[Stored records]
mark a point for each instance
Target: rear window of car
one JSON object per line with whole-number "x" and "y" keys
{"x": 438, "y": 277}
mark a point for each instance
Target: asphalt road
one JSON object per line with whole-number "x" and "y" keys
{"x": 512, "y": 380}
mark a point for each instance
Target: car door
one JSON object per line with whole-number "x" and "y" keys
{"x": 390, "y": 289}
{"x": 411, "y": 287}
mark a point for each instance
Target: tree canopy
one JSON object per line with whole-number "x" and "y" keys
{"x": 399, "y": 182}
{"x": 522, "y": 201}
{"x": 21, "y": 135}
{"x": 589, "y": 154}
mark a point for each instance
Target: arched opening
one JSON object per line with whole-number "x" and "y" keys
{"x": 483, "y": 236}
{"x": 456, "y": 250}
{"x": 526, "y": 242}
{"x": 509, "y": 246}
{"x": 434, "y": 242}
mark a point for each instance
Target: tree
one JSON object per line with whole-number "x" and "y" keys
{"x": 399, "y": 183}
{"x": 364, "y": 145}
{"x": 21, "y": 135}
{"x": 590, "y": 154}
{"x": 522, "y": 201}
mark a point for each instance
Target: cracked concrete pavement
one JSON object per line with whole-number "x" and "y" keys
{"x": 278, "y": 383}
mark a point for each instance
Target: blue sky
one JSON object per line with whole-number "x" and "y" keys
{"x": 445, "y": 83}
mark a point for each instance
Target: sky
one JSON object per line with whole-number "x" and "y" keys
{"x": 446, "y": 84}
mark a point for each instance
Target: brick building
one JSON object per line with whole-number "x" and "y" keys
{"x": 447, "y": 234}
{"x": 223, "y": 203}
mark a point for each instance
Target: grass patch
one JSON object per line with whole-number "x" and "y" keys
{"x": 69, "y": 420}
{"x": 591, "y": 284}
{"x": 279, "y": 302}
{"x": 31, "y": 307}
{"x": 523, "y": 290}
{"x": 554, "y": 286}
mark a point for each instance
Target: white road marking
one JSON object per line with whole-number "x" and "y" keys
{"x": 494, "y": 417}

**WRITTEN REQUEST:**
From the material above, list every line that contains the string "Target", copying each such line in full.

**CORRECT RESULT:**
Target: rear window of car
Target: asphalt road
Target: car door
Target: tree canopy
Target: arched opening
Target: tree
Target: cracked concrete pavement
Target: blue sky
Target: sky
Target: brick building
Target: grass patch
Target: white road marking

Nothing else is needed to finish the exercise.